Saved entries:
····················

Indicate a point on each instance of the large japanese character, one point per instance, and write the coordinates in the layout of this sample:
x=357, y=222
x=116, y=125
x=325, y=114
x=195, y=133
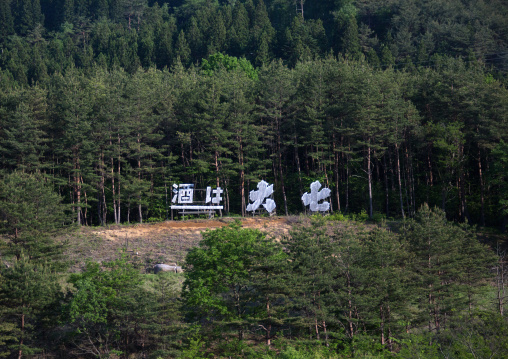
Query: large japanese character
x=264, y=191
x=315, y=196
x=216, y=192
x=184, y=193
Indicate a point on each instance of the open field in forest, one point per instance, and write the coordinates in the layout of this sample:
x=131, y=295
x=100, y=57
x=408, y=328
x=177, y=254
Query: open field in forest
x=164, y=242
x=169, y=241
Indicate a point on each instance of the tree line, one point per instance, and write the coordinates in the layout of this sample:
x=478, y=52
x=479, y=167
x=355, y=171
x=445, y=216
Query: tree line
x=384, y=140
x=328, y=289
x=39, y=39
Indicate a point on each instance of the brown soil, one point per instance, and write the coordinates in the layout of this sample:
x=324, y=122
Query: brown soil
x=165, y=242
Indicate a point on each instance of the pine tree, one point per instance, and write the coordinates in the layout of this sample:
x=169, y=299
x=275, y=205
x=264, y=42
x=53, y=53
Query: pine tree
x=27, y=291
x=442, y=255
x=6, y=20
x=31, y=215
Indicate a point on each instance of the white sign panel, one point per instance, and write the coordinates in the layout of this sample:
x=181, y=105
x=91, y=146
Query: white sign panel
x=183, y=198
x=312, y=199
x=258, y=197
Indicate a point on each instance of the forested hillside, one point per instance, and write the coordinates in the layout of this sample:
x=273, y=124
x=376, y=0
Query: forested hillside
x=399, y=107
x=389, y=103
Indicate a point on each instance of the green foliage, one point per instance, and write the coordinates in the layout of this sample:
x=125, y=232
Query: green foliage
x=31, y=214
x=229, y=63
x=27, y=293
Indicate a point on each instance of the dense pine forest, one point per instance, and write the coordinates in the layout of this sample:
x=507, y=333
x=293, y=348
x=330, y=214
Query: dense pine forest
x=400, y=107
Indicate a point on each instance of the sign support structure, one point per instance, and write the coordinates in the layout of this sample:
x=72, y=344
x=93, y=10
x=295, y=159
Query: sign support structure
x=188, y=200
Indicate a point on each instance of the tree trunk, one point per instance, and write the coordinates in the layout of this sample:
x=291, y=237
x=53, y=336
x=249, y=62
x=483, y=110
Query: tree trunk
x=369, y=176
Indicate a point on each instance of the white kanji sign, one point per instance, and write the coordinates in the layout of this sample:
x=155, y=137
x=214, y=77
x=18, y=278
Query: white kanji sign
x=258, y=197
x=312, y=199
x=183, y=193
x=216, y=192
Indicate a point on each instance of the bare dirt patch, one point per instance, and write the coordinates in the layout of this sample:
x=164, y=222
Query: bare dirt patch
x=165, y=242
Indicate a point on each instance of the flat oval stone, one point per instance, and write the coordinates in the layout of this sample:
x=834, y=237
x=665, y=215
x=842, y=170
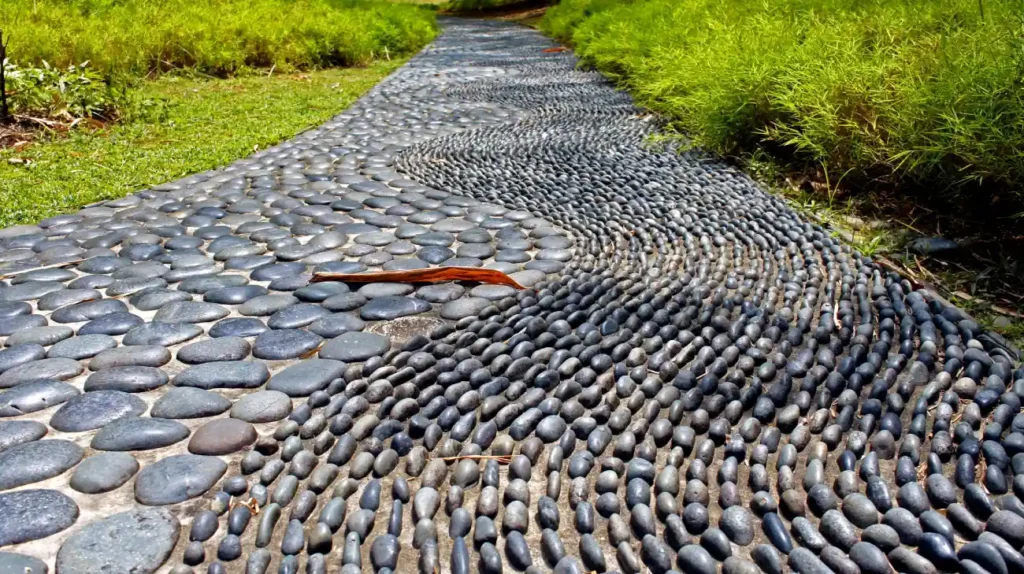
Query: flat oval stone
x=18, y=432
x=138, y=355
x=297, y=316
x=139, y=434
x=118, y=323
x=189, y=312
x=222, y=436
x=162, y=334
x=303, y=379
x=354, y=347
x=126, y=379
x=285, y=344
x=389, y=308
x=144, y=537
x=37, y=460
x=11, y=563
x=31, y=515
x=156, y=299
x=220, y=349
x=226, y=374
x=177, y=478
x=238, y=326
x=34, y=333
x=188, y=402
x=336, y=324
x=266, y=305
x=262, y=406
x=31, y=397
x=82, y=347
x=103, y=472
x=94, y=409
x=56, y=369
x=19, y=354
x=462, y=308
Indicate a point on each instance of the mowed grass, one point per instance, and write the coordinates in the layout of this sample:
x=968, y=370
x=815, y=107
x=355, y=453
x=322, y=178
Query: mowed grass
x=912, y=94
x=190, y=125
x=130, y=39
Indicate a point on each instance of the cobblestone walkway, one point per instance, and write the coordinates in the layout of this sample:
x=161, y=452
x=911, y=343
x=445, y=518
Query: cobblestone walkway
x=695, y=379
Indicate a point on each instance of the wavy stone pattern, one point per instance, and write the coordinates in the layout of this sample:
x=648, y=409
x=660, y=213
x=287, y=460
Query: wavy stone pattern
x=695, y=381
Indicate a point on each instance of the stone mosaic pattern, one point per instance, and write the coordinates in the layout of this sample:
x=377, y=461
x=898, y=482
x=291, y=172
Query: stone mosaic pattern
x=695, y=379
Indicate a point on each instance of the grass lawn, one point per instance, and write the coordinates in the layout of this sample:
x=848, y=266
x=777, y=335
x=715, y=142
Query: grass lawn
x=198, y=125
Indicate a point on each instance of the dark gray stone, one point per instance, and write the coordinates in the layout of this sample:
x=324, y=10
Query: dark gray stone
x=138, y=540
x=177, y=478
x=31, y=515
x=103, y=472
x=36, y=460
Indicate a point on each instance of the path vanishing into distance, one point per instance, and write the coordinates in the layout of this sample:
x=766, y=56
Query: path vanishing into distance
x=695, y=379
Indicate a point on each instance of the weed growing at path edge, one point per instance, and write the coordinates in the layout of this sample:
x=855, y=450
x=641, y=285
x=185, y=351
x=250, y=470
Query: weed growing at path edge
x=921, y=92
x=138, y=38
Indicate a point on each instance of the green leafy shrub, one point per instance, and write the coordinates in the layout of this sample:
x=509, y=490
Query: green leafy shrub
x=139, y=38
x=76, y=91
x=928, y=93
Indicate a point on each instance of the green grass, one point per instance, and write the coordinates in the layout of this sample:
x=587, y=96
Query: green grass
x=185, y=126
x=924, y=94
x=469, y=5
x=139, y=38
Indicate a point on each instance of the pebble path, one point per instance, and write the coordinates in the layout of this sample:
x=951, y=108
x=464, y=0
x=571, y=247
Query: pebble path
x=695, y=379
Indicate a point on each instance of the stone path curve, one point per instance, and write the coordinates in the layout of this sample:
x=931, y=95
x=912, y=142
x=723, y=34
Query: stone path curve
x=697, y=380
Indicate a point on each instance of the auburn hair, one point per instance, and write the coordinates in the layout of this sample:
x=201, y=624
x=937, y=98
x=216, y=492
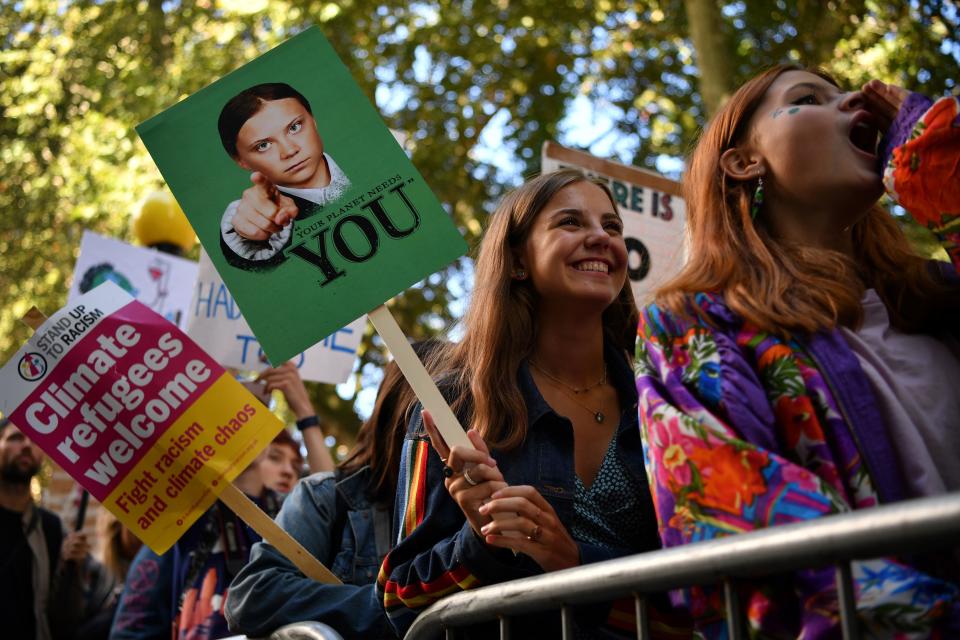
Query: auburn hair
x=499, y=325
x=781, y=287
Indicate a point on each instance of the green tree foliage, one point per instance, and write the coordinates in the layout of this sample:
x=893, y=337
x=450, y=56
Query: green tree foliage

····················

The data needs to be reproduced exactly, please, apart from its pictures.

Indicate a point on each instance of the large japanese character, one point per instance, and write the coordinates in the layout of this sample:
x=357, y=222
x=116, y=125
x=325, y=114
x=195, y=133
Query: large japanese character
x=264, y=191
x=315, y=196
x=216, y=192
x=184, y=193
Indicate a point on each instance of the open field in forest, one point per instance, and write the coordinates in the layout of this sample:
x=131, y=295
x=100, y=57
x=408, y=328
x=177, y=254
Query: open field in forest
x=164, y=242
x=169, y=241
Indicate a point on each instance of the tree line, one point per instance, and write the coordinates in the layout of this sample:
x=478, y=52
x=479, y=167
x=355, y=171
x=445, y=216
Query: tree line
x=384, y=140
x=328, y=289
x=39, y=39
Indicate a point on each instance of the brown soil, one point per instance, and write the coordinates in the layout of this sample:
x=324, y=122
Query: brown soil
x=165, y=242
Indicate a point on each instance of the pine tree, one point per instance, and write the coordinates in the layout of this sample:
x=169, y=299
x=275, y=205
x=264, y=42
x=53, y=53
Query: pine tree
x=27, y=291
x=442, y=255
x=6, y=20
x=31, y=215
Indicate a point on each instance of the white sign panel, one point per instance, and write the coordinates in the layout of this sample:
x=181, y=105
x=91, y=146
Query: white sign panel
x=183, y=198
x=312, y=199
x=258, y=197
Indicate a point on each instance of the forested hillside, one point per instance, and write the coordinates in the layout of this sample:
x=273, y=124
x=376, y=0
Query: forested hillside
x=399, y=107
x=389, y=103
Indicate a point on each instance of the green foliage, one point per instance, and write the coordinates in the layout of this sample:
x=125, y=232
Query: green foliage
x=31, y=214
x=229, y=63
x=27, y=293
Indicate a point on each instance of the dense pine forest, one point per instance, and write the coordinates in the layout of this sample:
x=507, y=333
x=293, y=348
x=330, y=214
Query: dense pine forest
x=400, y=107
Indicate a point on each instance of the sign support structure, one point per instance, and write the coordinates in the layout of this sample:
x=72, y=344
x=93, y=10
x=295, y=159
Query: sign support structure
x=188, y=200
Indicate a point on each instance of the tree trunk, one point per instance, and write the coordinates in the layout of this sample:
x=291, y=237
x=53, y=336
x=249, y=62
x=483, y=110
Query: tree trunk
x=369, y=176
Indicate a point on each instance of the white kanji sign, one point per instance, and write the coordinates in the layout of this sample:
x=155, y=137
x=214, y=77
x=18, y=278
Query: white kanji sign
x=258, y=197
x=312, y=199
x=183, y=193
x=216, y=192
Indicate a point on each instance of the bare dirt patch, one point per instance, and write the coordinates in the layout of this sample:
x=164, y=222
Query: bare dirt patch
x=165, y=242
Indicate a point on each instance of the flat oval stone, one point per instance, and write the coordinates in the layout of this sample:
x=834, y=237
x=665, y=215
x=842, y=170
Query: flat oval stone
x=18, y=432
x=138, y=355
x=297, y=316
x=139, y=434
x=118, y=323
x=189, y=312
x=222, y=436
x=162, y=334
x=303, y=379
x=354, y=347
x=126, y=379
x=285, y=344
x=389, y=308
x=144, y=537
x=37, y=460
x=11, y=563
x=31, y=515
x=156, y=299
x=220, y=349
x=226, y=374
x=177, y=478
x=238, y=326
x=34, y=333
x=188, y=402
x=336, y=324
x=266, y=305
x=262, y=406
x=31, y=397
x=82, y=347
x=103, y=472
x=94, y=409
x=56, y=369
x=19, y=354
x=462, y=308
Indicate a point on each instance of the mowed grass, one point per instance, and write the coordinates in the layout of this sample:
x=968, y=370
x=815, y=107
x=355, y=453
x=322, y=178
Query: mowed grass
x=912, y=94
x=190, y=125
x=130, y=39
Indicate a point on each instance of the cobblestone walkway, one point per instance, and write the coordinates in the layout of this sample:
x=161, y=452
x=911, y=343
x=445, y=518
Query: cobblestone walkway
x=695, y=379
Indicate a point on each instance of the wavy stone pattern, one point per instance, and write the coordinates in the layout of this sample:
x=648, y=409
x=660, y=213
x=287, y=460
Query: wavy stone pattern
x=695, y=381
Indicate a point on each instance of the stone mosaic pattern, one point per instance, and write the coordinates in the layout of this sample:
x=377, y=461
x=898, y=482
x=291, y=172
Query: stone mosaic pattern
x=695, y=379
Indicate a point on each instance of the grass lawn, one point per instance, and write the coordinates in the layout of this sample:
x=848, y=266
x=777, y=335
x=715, y=142
Query: grass lawn
x=198, y=125
Indicate a point on each instance of the dark gray stone, one point per instance, and write the coordinates in the layout of this sample:
x=324, y=10
Query: dark gray stone
x=138, y=540
x=177, y=478
x=31, y=515
x=103, y=472
x=36, y=460
Indicate a point on each instance of the path vanishing into distance, one point per instance, and write the coordinates in the layout of this sample:
x=766, y=56
Query: path vanishing into distance
x=695, y=379
Indicate a point on each instance of the weed growing at path edge, one point per instance, and write the coordinates in the layout of this sample:
x=855, y=450
x=641, y=285
x=185, y=351
x=250, y=470
Query: weed growing at path edge
x=921, y=92
x=138, y=38
Indicate a point on each instance of the green leafy shrub, one point per instance, and write the coordinates in the layout of this sample:
x=509, y=490
Query: green leafy shrub
x=139, y=38
x=76, y=91
x=928, y=93
Indicate a point on each instance of the green grass, one point per instance, and write the coordinates in the layout of this sample:
x=587, y=96
Query: green grass
x=185, y=126
x=924, y=94
x=469, y=5
x=139, y=38
Indicate a point on each instance of the pebble path, one point per instance, and write the coordinates in the layout of this sample:
x=951, y=108
x=464, y=0
x=571, y=247
Query: pebble path
x=695, y=379
Indicate a point on each instance of the stone path curve, one point per instance, and write the coordinates in the layout of this sample:
x=931, y=95
x=912, y=142
x=723, y=34
Query: stone path curve
x=697, y=380
Indicate a point on each instance of the auburn hair, one point per instance, and write the coordinates in the layout of this sample:
x=201, y=624
x=937, y=98
x=216, y=492
Query: auburn hair
x=499, y=325
x=781, y=287
Indicate a point on each instance of the green tree foliage, one point per instance, and write the coordinates in the layout of this sample:
x=893, y=337
x=450, y=56
Query: green tree foliage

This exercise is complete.